• [RECORD EXTRACTS]

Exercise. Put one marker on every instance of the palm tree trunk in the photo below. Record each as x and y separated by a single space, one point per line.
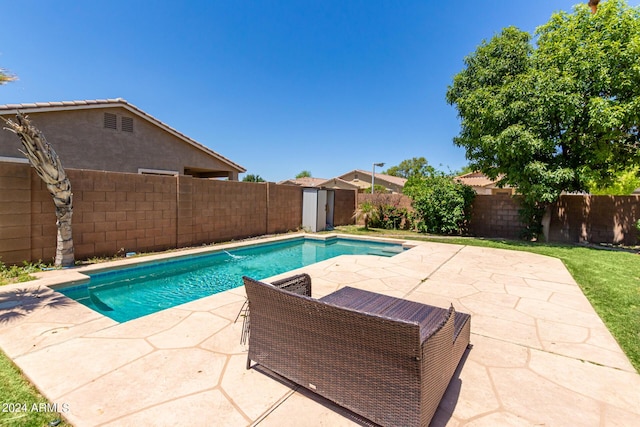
48 166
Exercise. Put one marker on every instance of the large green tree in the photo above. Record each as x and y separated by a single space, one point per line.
557 115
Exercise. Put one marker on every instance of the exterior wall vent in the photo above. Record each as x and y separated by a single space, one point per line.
110 121
127 124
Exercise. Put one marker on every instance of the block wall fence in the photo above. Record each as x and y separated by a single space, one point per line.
573 219
122 212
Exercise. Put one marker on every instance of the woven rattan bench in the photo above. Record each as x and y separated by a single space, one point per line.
387 359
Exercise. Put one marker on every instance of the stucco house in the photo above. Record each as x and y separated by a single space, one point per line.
357 180
114 135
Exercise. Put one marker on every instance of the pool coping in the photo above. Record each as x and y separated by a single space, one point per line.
540 354
57 279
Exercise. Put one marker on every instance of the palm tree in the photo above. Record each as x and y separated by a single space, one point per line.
48 166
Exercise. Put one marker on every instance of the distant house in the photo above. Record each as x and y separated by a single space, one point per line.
113 135
333 183
362 179
355 180
482 184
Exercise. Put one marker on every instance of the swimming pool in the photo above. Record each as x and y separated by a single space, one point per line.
133 292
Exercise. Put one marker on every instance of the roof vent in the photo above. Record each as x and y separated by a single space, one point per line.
127 124
110 121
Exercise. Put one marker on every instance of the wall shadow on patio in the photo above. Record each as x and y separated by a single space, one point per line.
17 303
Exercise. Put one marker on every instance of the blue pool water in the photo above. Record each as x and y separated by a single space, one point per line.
134 292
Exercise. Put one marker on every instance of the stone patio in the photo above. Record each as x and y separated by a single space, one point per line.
540 356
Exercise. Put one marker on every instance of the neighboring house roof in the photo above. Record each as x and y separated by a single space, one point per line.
338 183
304 182
41 107
396 180
476 179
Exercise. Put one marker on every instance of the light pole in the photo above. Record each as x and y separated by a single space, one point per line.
373 174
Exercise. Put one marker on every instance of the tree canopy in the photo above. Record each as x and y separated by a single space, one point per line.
556 116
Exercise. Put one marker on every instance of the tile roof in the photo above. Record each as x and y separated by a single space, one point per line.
381 176
41 107
476 179
304 182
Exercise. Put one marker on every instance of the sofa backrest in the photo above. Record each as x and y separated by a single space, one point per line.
279 310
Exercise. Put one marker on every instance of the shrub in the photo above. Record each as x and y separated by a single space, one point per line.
441 205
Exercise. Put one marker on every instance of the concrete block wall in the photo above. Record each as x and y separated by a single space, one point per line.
595 219
112 213
284 209
122 212
15 213
345 206
495 216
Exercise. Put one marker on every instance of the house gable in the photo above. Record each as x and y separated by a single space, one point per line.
116 136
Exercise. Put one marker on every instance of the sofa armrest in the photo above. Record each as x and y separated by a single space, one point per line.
299 284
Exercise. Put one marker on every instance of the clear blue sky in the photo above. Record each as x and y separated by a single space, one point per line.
276 86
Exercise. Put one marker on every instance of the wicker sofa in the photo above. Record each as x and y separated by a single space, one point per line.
387 359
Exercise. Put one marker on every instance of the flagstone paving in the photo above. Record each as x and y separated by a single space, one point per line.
540 355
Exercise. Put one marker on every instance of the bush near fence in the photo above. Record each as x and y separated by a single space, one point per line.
573 218
122 212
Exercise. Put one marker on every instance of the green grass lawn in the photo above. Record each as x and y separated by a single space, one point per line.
610 279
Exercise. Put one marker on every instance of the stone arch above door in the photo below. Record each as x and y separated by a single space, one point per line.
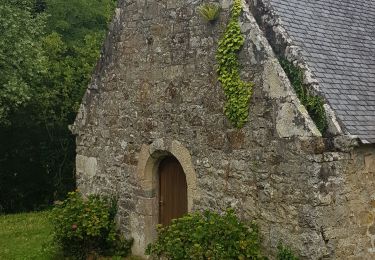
144 220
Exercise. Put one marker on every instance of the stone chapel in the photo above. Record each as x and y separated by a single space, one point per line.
152 130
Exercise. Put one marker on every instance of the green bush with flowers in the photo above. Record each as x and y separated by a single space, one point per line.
207 235
85 226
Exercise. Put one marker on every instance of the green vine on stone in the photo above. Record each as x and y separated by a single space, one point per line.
313 104
237 92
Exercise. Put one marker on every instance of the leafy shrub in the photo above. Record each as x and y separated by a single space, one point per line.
84 226
207 235
237 92
210 12
285 253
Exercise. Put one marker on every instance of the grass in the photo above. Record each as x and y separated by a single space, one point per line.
26 236
29 236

• [ASSIGNMENT]
What is needed here is an exact repetition of the listing above, pictures excluded.

• [TASK RESPONSE]
Exercise. Put one marker on every instance of the palm tree trunk in the photo below. Record each as x and y separated by a single space, one point per line.
48 166
Exercise. Put one marker on every instance of the large green tree in the photo above. Record each as x and y separated by a single space, one point per line.
557 115
Exercise. Put one marker on every instance of the exterior wall vent in the photo above. Record each as x and y separated by a single space, one point per line.
110 121
127 124
Exercise. Put one marker on every instance of the block wall fence in the photo above. Record each as x and y separated by a single space, one point per line.
573 219
122 212
Exercise. Put one marker on every instance of the woven rattan bench in the photo above. Record each as x and y separated by a single space, one point per line.
387 359
Exercise. Put one marker on every instance of the stucco house in the photo above. Record each as x and y separated by a single space, one point per line.
357 180
114 135
Exercise. Put one marker on every instance of the pool coping in the photo above. Record each as x and y separated by a single space, one point per line.
540 354
57 279
Exercise. Put one marker on every instance of the palm tree in the photo above. Record each as x and y separated by a single space, one point per line.
48 166
Exercise. Put one marker on every instance of the distant house in the photo above. Record each as x and y separated by a single space, one point per line.
113 135
333 183
362 179
355 180
482 184
Exercise. Put one marker on every instance of the swimming pool in the photo above. Record each as x and y separated by a single space, one point per line.
133 292
Exercise. Put one marker on every instance of the roof vent in the photo above. Record each as x and y separated by a single space, one point per line.
127 124
110 121
Exercise. Put one marker on every instance of the wall shadow on patio in the photo above. Record each as x and y separated by a single space, one point per line.
17 303
Exercise. Put one marker on every instance of the blue pool water in the photo above. Record each as x and y separated by a single space, one point per line.
134 292
Exercise. Put one marker on every instance of the stone patio in the photo above. Record each as x and y separated by a single space, one point per line.
540 356
Exercise. Put one marker on every instance of the neighboring house roof in the photo above. Record each as x and y separated by a single space, one point per line.
338 183
304 182
41 107
396 180
476 179
Exercise. Put one marker on every instance of the light pole in the photo above. Record each as x and y separated by a single space, one point per line.
373 174
Exercise. Put one marker on every instance of the tree canopy in the photo above. Record each as x and y separated by a single space, one point per line.
556 116
Exercise. Put one marker on every instance of the tile roof in the photo above. Record each as x and y separated by a single space, one point per line.
381 176
41 107
476 179
304 182
Exercise. Put one marker on every instance of the sofa backrest in the photo above. Record each as x and y separated by a single space, one point per line.
279 310
Exercise. Put one marker on every instance of the shrub in the photo above. Record each as x and y separated by a single space, one point per line.
441 205
Exercise. Put one marker on every instance of the concrete block wall in the photo above. Record each as x and y separated by a single space, one point per line.
595 219
112 213
284 209
122 212
15 213
345 206
495 216
Exercise. Put one marker on every instance of the house gable in the photo above. Record each as x and y separated by a single space, one point per line.
116 136
Exercise. Put one marker on every instance of the sofa armrest in the photo above. Record each as x and y separated by a single space, one point per line.
299 284
Exercise. Put one marker on every instance of the clear blue sky in the photo above. Record each as x and y separated by a single space, one point per line.
276 86
Exercise. Put one marker on every instance of the wicker sofa in the photo above. Record each as x and y separated by a single space, one point per line.
387 359
Exercise. Put one marker on every instance of the flagstone paving in the photo above. Record each as x and y separated by a single space, one point per line.
540 355
Exercise. Put one marker on every instance of the bush near fence in the photo above. Record each as x and y separated by a single space, one point per line.
573 218
122 212
Exercise. Put one marker on every instance of the green grass lawn in the photo above. Record each as x and y separated by a single space, one point per line.
610 279
Exercise. Put one marker on every instance of the stone arch above door in the photo below. Record each as x and y separated by a single space, one point per line.
144 220
Exercise. Put one marker on every instance of the stone chapel in the photo above. Record each as x and y separated by a single space, one point per line.
152 130
Exercise. Put one marker on every instance of the green bush with flowers in the photo above. Record each as x and y separated by a single space, one point per line.
207 235
85 226
Exercise. Put one marker on every instance of the green vine on stone in the photo above. Record each as x and y separated by a single space, one point per line.
313 104
237 92
Exercise. Put one marker on every instance of the leafy shrub in the photo above. Record each as x and y separated by a single space, one point per line.
84 226
207 235
237 92
210 12
285 253
Exercise. Put one marker on every instance of the grass in the photo above. Record each as x and y separated by a single space, one point per line.
26 236
29 236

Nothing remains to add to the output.